Chances are if you grew up watching Detroit’s news during the 1970s, 80s and on, you know Detroit television news anchor and reporter Bill Bonds. A Detroit-native since birth, the WXYZ Action News anchorman would have turned 90 years old this month. Bonds passed away in his Bloomfield Hills home in 2014.

RELATED: Bill Bonds Remembers, Reminisces on History of Detroit Television News

Bonds became widely known for his “Up Front” news segment where he would confront national sources with tough questions. He was the newsman marked in controversy — some people hated him; some people loved him. One Detroit’s Bill Kubota and Detroit Public Television Senior Vice President and host Fred Nahhat give a nod to the late reporter who wasn’t afraid to be opinionated. The duo remember Bill Bonds’ legacy and discuss what he might have said about the state of Detroit and our nation today. 

Full Transcript:

Fred Nahhat: February 2022, waking up every day realizing we are living in, well, strange times. Standing here in this studio, I’ve been thinking a bit, what would Bill Bonds say about all of this?

Bill Bonds, American Journalist: It’s going to be interesting to watch this one develop. Good evening, everybody. A political storm may be brewing in Lansing as of tomorrow.

Fred Nahhat:  Detroiters of a certain age, some of you know what I’m talking about, Bonds would have been 90 years old this month; he died in 2014.

Bill Bonds: The cost of watering your lawn, washing your dog, taking a bath, and maybe drinking a Stroh’s or a Faygo, is going to go up because of a decision by the Detroit City Council, and tonight, there were some serious talk of digging up the body of Elvis Presley for a series of tests.

Fred Nahhat: Some loved him, some loved to hate him. But there was no one else quite like Bill Bonds, a Detroiter through and through.

Bill Bonds: Good evening, everybody. A verbal and indeed a legal bombshell dropped in a Detroit federal courtroom today.

Fred Nahhat: Bill didn’t so much present the news every night, he set it on fire. Not in a political way, not from the right or from the left side, he was on our side. His work spanned five decades, best known for his Channel seven newscasts at 5 and the encore every night at 11 p.m. Well, I’m probably here like a lot of people on the airwaves, because of him. Trying to channel that special relationship he had with the TV camera.

Bill Bonds: I found myself in a compatible relationship with the media that was performing me. You know, you have to be slightly exaggerated, but you can’t be so over-the-top that you scare people.

John Kelly, Host: Extremely talented, extremely talented. He never faltered in the high opinion of his own self. He really wanted to be the only one.

Bill Bonds: Your head gets a little big when you get there.

Fred Nahhat: Bonds wanted to be a star newsman. Well, he got that and a whole lot more.

::::::::::

Exercise A:
Print the records below word for word, beginning at their first line and stopping after the line that contains "<point>113,206</point>".

Exercise input:

::::::::::

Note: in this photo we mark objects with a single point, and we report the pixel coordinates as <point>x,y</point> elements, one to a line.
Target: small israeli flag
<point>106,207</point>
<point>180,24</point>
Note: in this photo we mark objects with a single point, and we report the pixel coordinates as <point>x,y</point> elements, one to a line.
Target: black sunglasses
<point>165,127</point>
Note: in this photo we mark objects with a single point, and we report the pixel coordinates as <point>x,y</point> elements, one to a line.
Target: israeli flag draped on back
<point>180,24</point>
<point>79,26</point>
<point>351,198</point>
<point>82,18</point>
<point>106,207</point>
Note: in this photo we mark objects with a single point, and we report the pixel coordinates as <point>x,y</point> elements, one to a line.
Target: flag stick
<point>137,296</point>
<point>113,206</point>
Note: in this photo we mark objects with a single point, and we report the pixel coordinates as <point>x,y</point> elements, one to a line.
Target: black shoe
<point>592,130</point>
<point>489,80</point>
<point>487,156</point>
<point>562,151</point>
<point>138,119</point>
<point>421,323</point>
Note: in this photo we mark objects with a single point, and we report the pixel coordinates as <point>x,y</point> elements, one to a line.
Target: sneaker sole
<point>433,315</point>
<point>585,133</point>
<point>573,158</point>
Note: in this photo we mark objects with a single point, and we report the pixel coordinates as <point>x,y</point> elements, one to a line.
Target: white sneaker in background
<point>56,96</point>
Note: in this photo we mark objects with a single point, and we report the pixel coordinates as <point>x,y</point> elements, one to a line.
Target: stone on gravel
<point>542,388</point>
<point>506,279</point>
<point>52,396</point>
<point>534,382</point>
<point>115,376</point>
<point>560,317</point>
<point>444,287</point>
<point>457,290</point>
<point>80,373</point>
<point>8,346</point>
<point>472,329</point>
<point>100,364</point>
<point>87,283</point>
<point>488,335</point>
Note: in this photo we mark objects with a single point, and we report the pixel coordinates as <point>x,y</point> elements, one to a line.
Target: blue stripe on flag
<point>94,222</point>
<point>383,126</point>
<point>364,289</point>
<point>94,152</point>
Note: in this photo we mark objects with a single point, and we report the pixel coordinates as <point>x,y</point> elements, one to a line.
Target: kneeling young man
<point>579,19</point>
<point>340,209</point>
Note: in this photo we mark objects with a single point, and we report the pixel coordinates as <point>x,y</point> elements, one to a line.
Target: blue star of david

::::::::::

Exercise B:
Output a passage of the Bill Bonds piece above verbatim, beginning at the words "Fred Nahhat: Some" and stopping after "you scare people.".

Task solution A:
Note: in this photo we mark objects with a single point, and we report the pixel coordinates as <point>x,y</point> elements, one to a line.
Target: small israeli flag
<point>106,207</point>
<point>180,24</point>
Note: in this photo we mark objects with a single point, and we report the pixel coordinates as <point>x,y</point> elements, one to a line.
Target: black sunglasses
<point>165,127</point>
Note: in this photo we mark objects with a single point, and we report the pixel coordinates as <point>x,y</point> elements, one to a line.
Target: israeli flag draped on back
<point>180,24</point>
<point>79,26</point>
<point>351,198</point>
<point>82,18</point>
<point>106,207</point>
Note: in this photo we mark objects with a single point, and we report the pixel coordinates as <point>x,y</point> elements, one to a line.
Target: flag stick
<point>137,296</point>
<point>113,206</point>

Task solution B:
Fred Nahhat: Some loved him, some loved to hate him. But there was no one else quite like Bill Bonds, a Detroiter through and through.

Bill Bonds: Good evening, everybody. A verbal and indeed a legal bombshell dropped in a Detroit federal courtroom today.

Fred Nahhat: Bill didn’t so much present the news every night, he set it on fire. Not in a political way, not from the right or from the left side, he was on our side. His work spanned five decades, best known for his Channel seven newscasts at 5 and the encore every night at 11 p.m. Well, I’m probably here like a lot of people on the airwaves, because of him. Trying to channel that special relationship he had with the TV camera.

Bill Bonds: I found myself in a compatible relationship with the media that was performing me. You know, you have to be slightly exaggerated, but you can’t be so over-the-top that you scare people.